What you will do.
Can you edit the records below so that every "Results" reads "Points", with nothing else in them changed?

Extracted material.
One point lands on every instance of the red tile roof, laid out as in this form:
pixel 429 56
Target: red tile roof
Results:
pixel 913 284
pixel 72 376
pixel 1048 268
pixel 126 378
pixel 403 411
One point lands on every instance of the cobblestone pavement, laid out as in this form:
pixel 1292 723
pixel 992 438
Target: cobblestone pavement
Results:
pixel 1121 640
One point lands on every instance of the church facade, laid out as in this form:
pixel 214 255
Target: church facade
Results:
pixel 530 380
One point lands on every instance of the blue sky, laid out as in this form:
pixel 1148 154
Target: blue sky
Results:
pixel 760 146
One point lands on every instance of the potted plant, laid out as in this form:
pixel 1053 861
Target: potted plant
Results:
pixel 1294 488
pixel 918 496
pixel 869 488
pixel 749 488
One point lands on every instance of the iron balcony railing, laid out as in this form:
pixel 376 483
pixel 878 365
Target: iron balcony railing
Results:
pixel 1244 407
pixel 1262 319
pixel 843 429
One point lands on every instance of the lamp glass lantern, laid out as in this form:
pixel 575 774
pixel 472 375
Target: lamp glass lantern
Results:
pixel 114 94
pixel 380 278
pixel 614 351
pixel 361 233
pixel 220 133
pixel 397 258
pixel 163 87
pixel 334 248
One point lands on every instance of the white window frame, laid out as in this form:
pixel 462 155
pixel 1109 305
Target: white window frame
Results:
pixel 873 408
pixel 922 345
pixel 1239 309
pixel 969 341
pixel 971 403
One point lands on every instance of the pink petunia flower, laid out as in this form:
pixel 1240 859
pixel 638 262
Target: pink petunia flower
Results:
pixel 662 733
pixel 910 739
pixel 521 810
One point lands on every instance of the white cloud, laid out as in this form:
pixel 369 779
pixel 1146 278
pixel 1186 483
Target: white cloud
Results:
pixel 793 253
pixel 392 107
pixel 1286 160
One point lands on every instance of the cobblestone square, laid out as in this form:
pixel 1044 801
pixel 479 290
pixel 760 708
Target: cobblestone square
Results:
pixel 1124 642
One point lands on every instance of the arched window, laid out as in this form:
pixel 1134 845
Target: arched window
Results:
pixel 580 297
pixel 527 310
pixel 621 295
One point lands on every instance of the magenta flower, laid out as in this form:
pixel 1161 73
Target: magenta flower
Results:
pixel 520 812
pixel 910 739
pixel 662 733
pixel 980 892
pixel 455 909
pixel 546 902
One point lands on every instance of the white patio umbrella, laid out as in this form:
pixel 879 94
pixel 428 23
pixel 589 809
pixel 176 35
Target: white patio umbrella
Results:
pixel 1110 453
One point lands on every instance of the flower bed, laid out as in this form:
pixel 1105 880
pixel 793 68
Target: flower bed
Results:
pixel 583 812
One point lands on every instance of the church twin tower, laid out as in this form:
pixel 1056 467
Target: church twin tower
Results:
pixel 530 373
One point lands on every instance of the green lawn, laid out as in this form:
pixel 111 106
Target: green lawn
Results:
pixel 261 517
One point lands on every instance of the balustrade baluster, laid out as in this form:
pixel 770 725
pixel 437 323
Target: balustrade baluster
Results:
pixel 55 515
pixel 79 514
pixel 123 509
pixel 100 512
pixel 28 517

Response for this exercise.
One point lands on every instance of the red tile roof, laid out as in this form:
pixel 429 56
Target: red tile roof
Points:
pixel 913 284
pixel 72 376
pixel 1048 268
pixel 126 378
pixel 403 411
One point lands on every instance of the cobblestone pavement, laid out as in this form:
pixel 1292 723
pixel 992 438
Target: cobblestone pavement
Points:
pixel 1121 640
One point lands on every instance of the church facade, laid out as in this form:
pixel 214 255
Target: church facade
Points:
pixel 530 380
One point lands on every instance of the blue sky, laid out as in this form:
pixel 1148 154
Target: blue sky
Points:
pixel 760 146
One point lands on every instance of the potted plant, laid out as in this form:
pixel 1053 861
Target: potted plant
Points:
pixel 1294 488
pixel 918 496
pixel 869 488
pixel 749 488
One point lands on every instance of the iron balcony railing, laid out as in this form:
pixel 376 483
pixel 878 365
Target: iron balcony railing
Points:
pixel 1244 407
pixel 1262 319
pixel 843 429
One point lands on every instance of the lamp glass lantern, laid out as in this form:
pixel 575 774
pixel 472 375
Target: lamp glass lantern
Points:
pixel 114 94
pixel 380 278
pixel 614 351
pixel 361 233
pixel 220 133
pixel 397 258
pixel 163 87
pixel 334 248
One point lands on every instance of the white window frame, laid out as in this form:
pixel 462 155
pixel 1109 305
Target: white window frame
Points:
pixel 873 408
pixel 922 345
pixel 1239 309
pixel 969 341
pixel 971 403
One point lands on every instance of the pink petunia flower, laid out as in this form:
pixel 1240 859
pixel 638 262
Target: pink petunia flower
Points:
pixel 662 733
pixel 910 739
pixel 521 810
One point lands on every instance of the white cloud, laid out as in this form:
pixel 369 779
pixel 1146 278
pixel 1186 483
Target: white cloud
Points:
pixel 793 253
pixel 392 107
pixel 1286 160
One point lands on every instance of the cobblestone square, laid out as in this form:
pixel 1044 801
pixel 479 290
pixel 760 708
Target: cobblestone square
Points:
pixel 1124 642
One point lands on every instance of the arched window, laid out as in this form:
pixel 1134 845
Target: arched window
Points:
pixel 580 297
pixel 527 310
pixel 621 295
One point lands on every instance of the magenta flower, laid out as in this form:
pixel 1161 73
Target: magenta flower
Points:
pixel 520 812
pixel 910 739
pixel 662 733
pixel 980 892
pixel 455 909
pixel 546 902
One point lands on every instance of the white patio umbrella, laid out as in this form:
pixel 879 94
pixel 428 23
pixel 589 809
pixel 176 35
Target: white patio umbrella
Points:
pixel 1110 453
One point lands on every instance of the flower bed, laid out as in this form:
pixel 1105 880
pixel 793 68
Target: flower bed
Points:
pixel 583 812
One point lands on every instance of the church twin tower, laid out as in this form:
pixel 1056 467
Target: church twin tower
Points:
pixel 530 373
One point lands on every instance of the green lawn, laid out as in this form:
pixel 111 106
Target: green lawn
Points:
pixel 261 517
One point lands on every instance of the balustrade baluster, laid out as in this form:
pixel 770 725
pixel 437 323
Target: balustrade baluster
Points:
pixel 55 515
pixel 79 514
pixel 123 509
pixel 100 512
pixel 28 517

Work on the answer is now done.